» Provided data
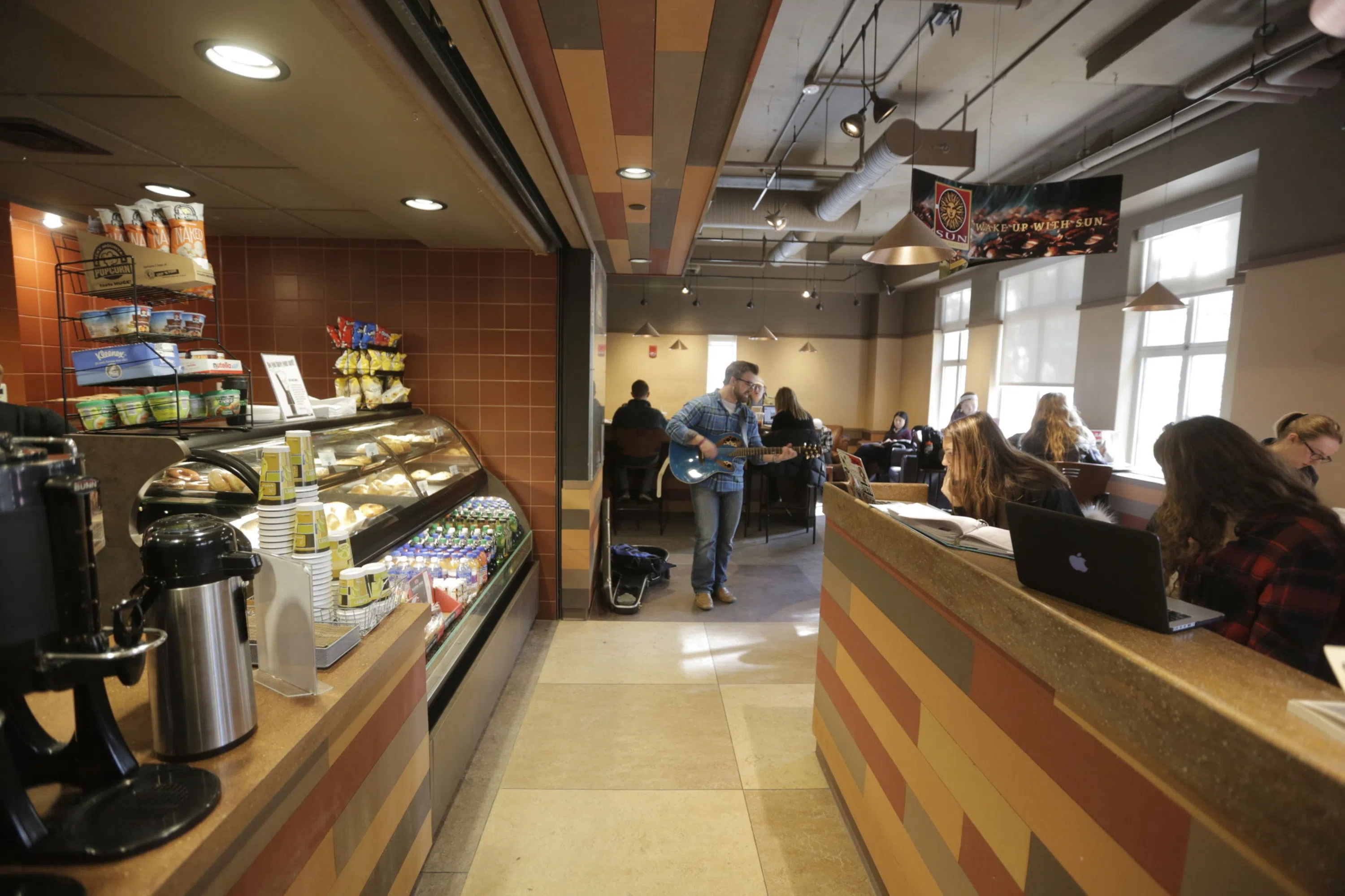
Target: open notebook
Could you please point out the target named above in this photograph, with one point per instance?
(947, 529)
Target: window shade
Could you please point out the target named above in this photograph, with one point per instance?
(1041, 325)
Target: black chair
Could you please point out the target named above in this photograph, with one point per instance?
(639, 443)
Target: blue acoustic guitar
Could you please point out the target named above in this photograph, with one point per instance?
(690, 467)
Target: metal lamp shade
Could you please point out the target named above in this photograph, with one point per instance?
(1157, 298)
(910, 242)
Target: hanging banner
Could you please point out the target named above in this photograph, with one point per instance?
(986, 222)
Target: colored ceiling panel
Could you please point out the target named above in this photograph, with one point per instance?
(641, 82)
(573, 25)
(629, 46)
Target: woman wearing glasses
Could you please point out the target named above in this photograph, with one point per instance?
(1304, 442)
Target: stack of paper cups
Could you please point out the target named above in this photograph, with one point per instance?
(303, 469)
(276, 502)
(310, 547)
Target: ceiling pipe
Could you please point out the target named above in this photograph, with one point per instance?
(732, 209)
(1262, 52)
(896, 146)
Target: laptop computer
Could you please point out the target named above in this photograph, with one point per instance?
(1114, 570)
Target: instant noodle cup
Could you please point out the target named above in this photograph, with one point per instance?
(155, 224)
(167, 407)
(186, 228)
(134, 225)
(222, 403)
(97, 413)
(97, 323)
(112, 228)
(132, 411)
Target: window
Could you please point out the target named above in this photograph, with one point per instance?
(723, 351)
(953, 372)
(1183, 353)
(1040, 339)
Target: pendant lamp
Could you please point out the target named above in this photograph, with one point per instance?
(1157, 298)
(910, 242)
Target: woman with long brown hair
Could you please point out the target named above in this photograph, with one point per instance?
(1247, 537)
(1058, 432)
(1305, 440)
(986, 473)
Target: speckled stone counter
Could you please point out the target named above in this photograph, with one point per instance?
(331, 796)
(990, 739)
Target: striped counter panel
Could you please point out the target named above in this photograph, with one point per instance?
(966, 775)
(581, 513)
(354, 818)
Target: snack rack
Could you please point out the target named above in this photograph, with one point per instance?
(72, 284)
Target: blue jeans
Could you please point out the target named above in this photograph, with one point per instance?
(716, 521)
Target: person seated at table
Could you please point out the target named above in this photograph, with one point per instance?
(1304, 442)
(1247, 536)
(1058, 433)
(877, 455)
(638, 413)
(986, 474)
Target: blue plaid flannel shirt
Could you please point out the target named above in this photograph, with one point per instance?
(707, 416)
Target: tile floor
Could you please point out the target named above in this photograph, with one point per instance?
(674, 757)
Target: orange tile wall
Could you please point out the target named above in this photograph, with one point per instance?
(479, 329)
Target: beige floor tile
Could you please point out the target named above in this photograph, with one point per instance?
(625, 736)
(616, 653)
(764, 653)
(803, 844)
(590, 843)
(772, 735)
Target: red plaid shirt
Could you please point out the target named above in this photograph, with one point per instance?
(1281, 584)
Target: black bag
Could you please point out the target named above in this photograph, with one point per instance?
(930, 443)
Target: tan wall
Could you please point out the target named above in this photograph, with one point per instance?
(916, 377)
(833, 384)
(1290, 353)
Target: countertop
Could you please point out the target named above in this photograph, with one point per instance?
(290, 731)
(1207, 716)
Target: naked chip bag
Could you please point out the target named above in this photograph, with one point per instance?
(112, 228)
(186, 228)
(155, 224)
(132, 224)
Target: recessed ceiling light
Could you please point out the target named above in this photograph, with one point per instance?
(167, 190)
(420, 203)
(241, 61)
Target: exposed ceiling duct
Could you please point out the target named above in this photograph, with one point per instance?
(896, 146)
(732, 209)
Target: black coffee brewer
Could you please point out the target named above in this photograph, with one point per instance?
(52, 640)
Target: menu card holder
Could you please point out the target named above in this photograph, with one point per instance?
(283, 603)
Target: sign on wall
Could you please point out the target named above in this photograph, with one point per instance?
(986, 222)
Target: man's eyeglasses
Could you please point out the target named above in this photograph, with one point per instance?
(754, 386)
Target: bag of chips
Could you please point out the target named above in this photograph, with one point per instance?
(186, 228)
(132, 224)
(155, 224)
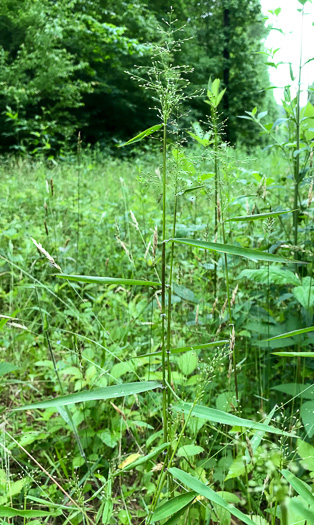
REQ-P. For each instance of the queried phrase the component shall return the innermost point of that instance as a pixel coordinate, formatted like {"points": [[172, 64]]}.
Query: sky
{"points": [[290, 22]]}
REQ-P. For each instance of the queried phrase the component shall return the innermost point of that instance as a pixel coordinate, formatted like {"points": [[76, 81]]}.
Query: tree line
{"points": [[63, 67]]}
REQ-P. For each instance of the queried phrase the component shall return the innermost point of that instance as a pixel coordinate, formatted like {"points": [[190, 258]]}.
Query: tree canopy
{"points": [[63, 67]]}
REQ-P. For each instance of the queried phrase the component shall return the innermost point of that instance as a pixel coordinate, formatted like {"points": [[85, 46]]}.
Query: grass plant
{"points": [[120, 406]]}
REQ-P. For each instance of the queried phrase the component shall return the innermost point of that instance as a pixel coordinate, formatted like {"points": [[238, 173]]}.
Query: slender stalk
{"points": [[297, 157], [170, 293], [165, 468], [163, 283], [230, 315]]}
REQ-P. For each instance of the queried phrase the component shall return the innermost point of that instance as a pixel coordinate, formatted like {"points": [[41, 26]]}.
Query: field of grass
{"points": [[75, 463]]}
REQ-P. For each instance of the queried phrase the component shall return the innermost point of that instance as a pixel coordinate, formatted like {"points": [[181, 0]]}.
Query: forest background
{"points": [[62, 68]]}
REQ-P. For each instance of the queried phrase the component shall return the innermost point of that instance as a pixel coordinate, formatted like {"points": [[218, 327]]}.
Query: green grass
{"points": [[74, 336]]}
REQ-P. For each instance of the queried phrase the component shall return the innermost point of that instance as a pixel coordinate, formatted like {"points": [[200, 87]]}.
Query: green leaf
{"points": [[146, 458], [237, 468], [298, 512], [306, 452], [305, 293], [255, 255], [110, 392], [307, 411], [173, 506], [187, 348], [223, 418], [105, 280], [187, 363], [141, 135], [258, 216], [188, 451], [198, 347], [299, 486], [270, 275], [291, 334], [9, 512], [258, 436], [6, 368], [294, 354], [202, 489]]}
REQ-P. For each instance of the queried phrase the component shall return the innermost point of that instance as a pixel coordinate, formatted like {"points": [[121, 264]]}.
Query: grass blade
{"points": [[105, 280], [248, 253], [290, 334], [257, 438], [224, 418], [187, 348], [258, 216], [9, 512], [173, 506], [109, 392], [294, 354], [144, 459], [141, 135], [302, 488], [202, 489]]}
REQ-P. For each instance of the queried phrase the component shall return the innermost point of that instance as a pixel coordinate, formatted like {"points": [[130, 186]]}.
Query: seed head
{"points": [[310, 196], [155, 241], [46, 254]]}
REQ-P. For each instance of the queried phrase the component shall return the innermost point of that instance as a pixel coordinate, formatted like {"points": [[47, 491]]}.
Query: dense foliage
{"points": [[62, 67], [157, 312]]}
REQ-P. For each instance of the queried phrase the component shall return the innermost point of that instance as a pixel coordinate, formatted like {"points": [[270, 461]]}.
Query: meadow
{"points": [[101, 218], [157, 330]]}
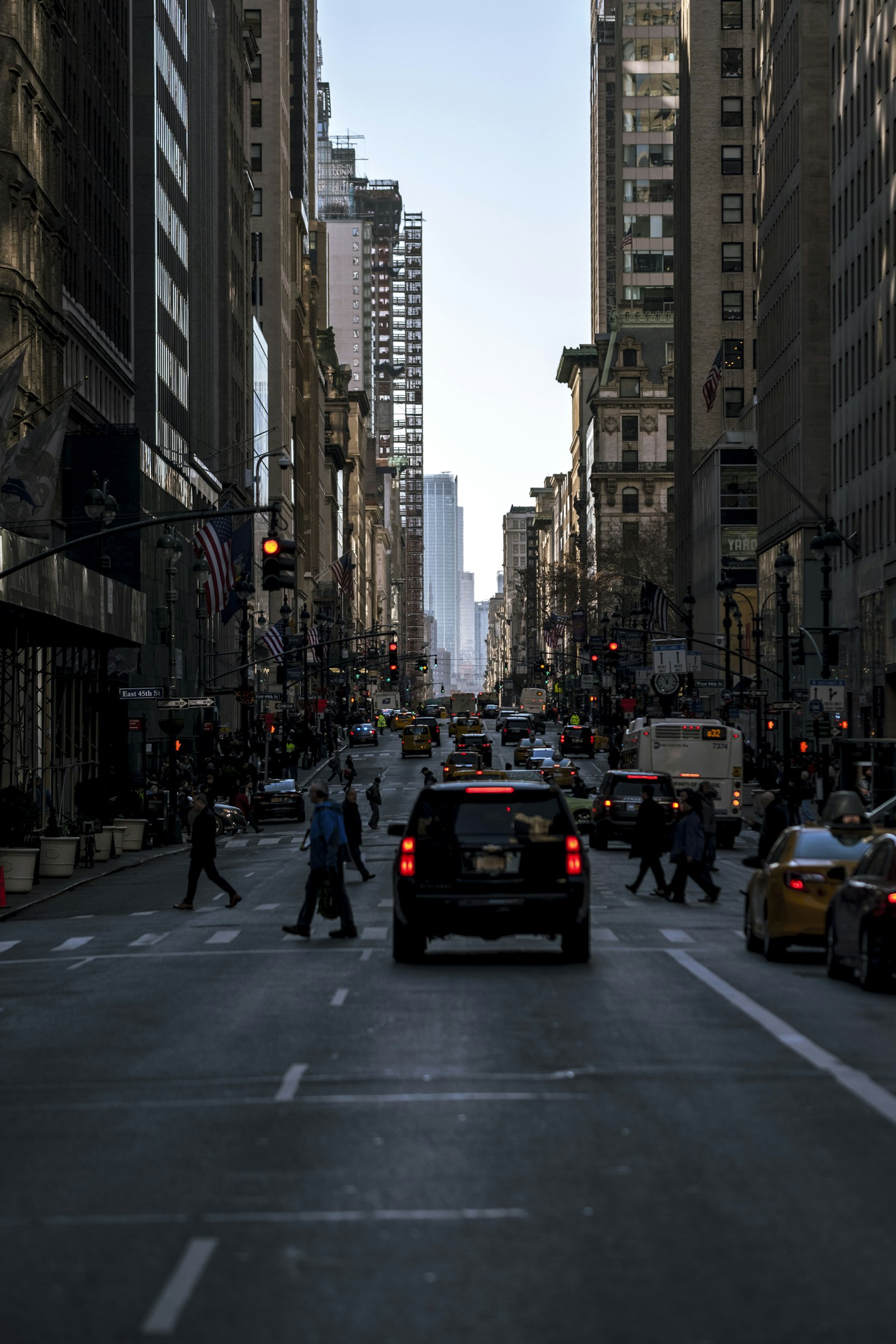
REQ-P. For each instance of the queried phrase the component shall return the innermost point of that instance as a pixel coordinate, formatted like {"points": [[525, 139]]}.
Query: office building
{"points": [[716, 250]]}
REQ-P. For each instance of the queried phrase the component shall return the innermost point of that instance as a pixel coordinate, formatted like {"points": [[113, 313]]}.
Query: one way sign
{"points": [[832, 693]]}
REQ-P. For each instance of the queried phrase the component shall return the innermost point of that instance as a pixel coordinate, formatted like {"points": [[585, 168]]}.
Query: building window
{"points": [[732, 160], [732, 62], [732, 112], [734, 402], [732, 210], [734, 354], [732, 256], [732, 306]]}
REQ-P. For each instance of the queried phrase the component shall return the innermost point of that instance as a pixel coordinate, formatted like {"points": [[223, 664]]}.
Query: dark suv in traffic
{"points": [[618, 799], [491, 861]]}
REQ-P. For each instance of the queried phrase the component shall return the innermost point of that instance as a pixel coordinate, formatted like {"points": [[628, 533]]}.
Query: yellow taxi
{"points": [[417, 741], [787, 897], [461, 765]]}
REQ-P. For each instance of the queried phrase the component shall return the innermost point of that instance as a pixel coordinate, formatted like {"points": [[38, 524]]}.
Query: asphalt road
{"points": [[213, 1132]]}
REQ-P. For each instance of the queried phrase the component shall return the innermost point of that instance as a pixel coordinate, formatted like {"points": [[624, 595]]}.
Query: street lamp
{"points": [[783, 569]]}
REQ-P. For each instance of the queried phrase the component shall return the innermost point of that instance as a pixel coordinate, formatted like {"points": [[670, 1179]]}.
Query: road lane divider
{"points": [[853, 1080]]}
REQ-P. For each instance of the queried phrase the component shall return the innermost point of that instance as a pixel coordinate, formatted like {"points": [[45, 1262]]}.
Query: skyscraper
{"points": [[442, 558]]}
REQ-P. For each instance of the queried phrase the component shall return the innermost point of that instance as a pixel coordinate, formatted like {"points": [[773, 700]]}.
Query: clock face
{"points": [[665, 683]]}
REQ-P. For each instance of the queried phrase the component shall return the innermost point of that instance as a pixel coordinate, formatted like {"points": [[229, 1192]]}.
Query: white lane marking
{"points": [[372, 1215], [166, 1312], [289, 1086], [853, 1080]]}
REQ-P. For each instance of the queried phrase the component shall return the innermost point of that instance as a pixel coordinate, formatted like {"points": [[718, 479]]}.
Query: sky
{"points": [[481, 113]]}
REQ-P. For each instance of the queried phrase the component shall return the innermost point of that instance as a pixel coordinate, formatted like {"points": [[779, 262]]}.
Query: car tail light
{"points": [[408, 864], [574, 857]]}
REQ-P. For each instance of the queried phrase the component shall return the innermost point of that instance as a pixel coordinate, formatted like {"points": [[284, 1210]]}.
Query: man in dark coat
{"points": [[649, 842], [352, 823], [203, 855]]}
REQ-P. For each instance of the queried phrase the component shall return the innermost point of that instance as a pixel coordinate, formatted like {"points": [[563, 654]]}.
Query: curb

» Work instructions
Using the records above, copy all lines that include the word "blue".

» Written answer
Target: blue acoustic guitar
Target: blue jeans
Target: blue plaid flannel shirt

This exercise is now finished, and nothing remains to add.